# START OF MATERIAL SHOWN

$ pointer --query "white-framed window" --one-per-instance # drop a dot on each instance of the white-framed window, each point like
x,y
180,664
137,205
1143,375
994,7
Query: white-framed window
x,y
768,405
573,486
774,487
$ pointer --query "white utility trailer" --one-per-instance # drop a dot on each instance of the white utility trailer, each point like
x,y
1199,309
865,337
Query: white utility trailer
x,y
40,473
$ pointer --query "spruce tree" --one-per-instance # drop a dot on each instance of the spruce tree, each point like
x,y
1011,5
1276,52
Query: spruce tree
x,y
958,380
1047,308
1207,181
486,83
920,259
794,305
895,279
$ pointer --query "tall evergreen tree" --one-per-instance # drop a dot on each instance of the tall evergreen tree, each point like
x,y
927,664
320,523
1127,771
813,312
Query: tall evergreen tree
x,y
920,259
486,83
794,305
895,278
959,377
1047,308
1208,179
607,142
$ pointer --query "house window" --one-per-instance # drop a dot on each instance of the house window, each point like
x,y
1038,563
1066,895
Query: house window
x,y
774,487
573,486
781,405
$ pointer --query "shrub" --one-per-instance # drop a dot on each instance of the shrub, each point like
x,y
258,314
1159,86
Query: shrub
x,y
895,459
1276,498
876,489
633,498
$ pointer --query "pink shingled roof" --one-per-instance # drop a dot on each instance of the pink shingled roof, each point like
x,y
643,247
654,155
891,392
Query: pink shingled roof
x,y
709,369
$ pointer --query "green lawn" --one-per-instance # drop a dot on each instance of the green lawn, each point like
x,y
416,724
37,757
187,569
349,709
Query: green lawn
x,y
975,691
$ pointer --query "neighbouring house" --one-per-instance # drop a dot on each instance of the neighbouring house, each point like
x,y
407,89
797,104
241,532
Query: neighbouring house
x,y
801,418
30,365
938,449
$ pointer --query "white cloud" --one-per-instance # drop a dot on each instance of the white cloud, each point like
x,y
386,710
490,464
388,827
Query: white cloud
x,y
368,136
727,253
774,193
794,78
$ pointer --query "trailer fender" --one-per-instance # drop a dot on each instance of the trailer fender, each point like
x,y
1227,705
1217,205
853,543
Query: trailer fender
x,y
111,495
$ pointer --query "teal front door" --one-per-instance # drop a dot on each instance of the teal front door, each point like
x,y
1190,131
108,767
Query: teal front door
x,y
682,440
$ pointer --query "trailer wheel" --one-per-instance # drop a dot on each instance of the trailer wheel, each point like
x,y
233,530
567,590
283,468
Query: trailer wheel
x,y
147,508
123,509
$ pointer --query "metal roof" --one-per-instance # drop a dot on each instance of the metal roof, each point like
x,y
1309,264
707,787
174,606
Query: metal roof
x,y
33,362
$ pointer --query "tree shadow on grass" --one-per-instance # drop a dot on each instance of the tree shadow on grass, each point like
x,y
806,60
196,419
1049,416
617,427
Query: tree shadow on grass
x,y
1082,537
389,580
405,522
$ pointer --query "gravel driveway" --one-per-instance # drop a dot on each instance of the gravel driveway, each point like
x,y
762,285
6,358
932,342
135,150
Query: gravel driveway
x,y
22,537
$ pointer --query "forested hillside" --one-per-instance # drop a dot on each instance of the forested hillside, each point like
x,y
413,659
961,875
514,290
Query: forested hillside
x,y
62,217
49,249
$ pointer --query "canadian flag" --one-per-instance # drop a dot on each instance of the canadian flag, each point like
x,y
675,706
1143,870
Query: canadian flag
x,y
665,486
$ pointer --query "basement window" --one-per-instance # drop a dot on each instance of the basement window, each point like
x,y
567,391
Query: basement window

# END OF MATERIAL SHOWN

EXERCISE PROMPT ▸ Word for word, extract all the records.

RESPONSE ▸
$ pointer --query "white-framed window" --one-per-instance # drop a dot on each instance of the white-framed window, each point like
x,y
180,664
137,205
1143,375
994,7
Query: white-framed window
x,y
768,405
573,486
774,487
$ pointer --query "white utility trailer" --one-per-instance # drop a dot on each instance of the white utility trailer, each point like
x,y
1199,309
865,337
Query: white utility trailer
x,y
40,473
$ pointer --query "spruce tree" --one-per-instance # drop a dot on each instance of the spruce tree, each point like
x,y
1011,5
1276,52
Query: spruce tree
x,y
958,380
1047,308
1207,181
486,83
920,259
794,305
895,279
$ pointer --query "tall evergreen tree" --one-per-instance # drop a dot on each instance of the tall evergreen tree, each point like
x,y
927,664
320,523
1127,771
813,312
Query: tall evergreen tree
x,y
920,259
486,83
794,305
895,278
959,377
1047,308
1208,179
607,142
$ pointer --query "house window" --one-per-instance # drop a dot on each instance of the house window, each point like
x,y
1038,563
1066,895
Query: house window
x,y
774,487
573,486
781,405
$ pointer --query "shrub" --one-per-instance # drop a dot on each instance of the shrub, each point like
x,y
258,314
1159,86
Query: shrub
x,y
895,459
1276,498
876,489
633,498
$ pointer --query "pink shingled roof" --one-per-instance # drop a dot on each instance of the pink shingled roof, each point like
x,y
643,247
654,155
891,392
Query: pink shingled roof
x,y
709,369
$ pointer --query "green lawn" --one-per-instance # drop a dot on each instance of the green lawn, each point like
x,y
416,724
37,757
187,569
349,709
Query: green lawn
x,y
975,691
$ pointer --query "neighbouring house" --one-per-instance # drop a dot on each instance of the neighbouring house, each point like
x,y
407,89
797,104
241,532
Query: neighbouring house
x,y
801,418
30,365
938,449
$ pointer --query "white cloud" --one-per-instance # drop a dot on each instance of the white cloud, each point like
x,y
386,710
490,464
388,827
Query: white cloud
x,y
368,136
727,253
774,193
794,78
$ pointer --query "trailer fender" --one-per-instance # drop a dot on each instance of the trailer fender, each point like
x,y
1227,705
1217,205
853,543
Query: trailer fender
x,y
111,495
$ pointer --query "teal front door" --one-per-instance # drop a dot on each instance of the teal front door, each point like
x,y
1190,131
108,767
Query: teal front door
x,y
682,440
$ pointer --query "trailer wheel" --one-per-instance # drop a dot on each instance of the trailer wheel, each point like
x,y
233,530
567,590
283,468
Query: trailer wheel
x,y
147,508
123,509
$ pointer --query "metal roof" --one-per-instance # drop a dot on each instance of the metal roof, each point like
x,y
1309,264
707,787
174,606
Query: metal roof
x,y
33,362
$ pointer --query "tree shadow on grass" --one-per-instance # drop a dot on each instance of the tree shadow on grass, each point like
x,y
806,60
196,419
1049,416
617,427
Query: tree shadow on grass
x,y
1082,537
389,580
405,522
$ pointer --query "gravel driveway" --one-per-instance # drop a dot on each instance of the gravel driveway, each point like
x,y
762,285
6,358
932,342
135,150
Query: gravel driveway
x,y
22,537
$ pointer --query "forested hillside" --one-per-instance # drop a dot on each instance of the forested hillside, each point like
x,y
413,659
961,875
514,290
Query: forested hillside
x,y
62,217
49,249
$ pointer --query "canadian flag" --one-per-instance # drop a dot on each instance of the canadian flag, each point like
x,y
675,706
1143,870
Query: canadian flag
x,y
665,486
$ pointer --query "basement window" --one-per-instance # drop a dot on each instance of the basement window, each point like
x,y
567,391
Query: basement window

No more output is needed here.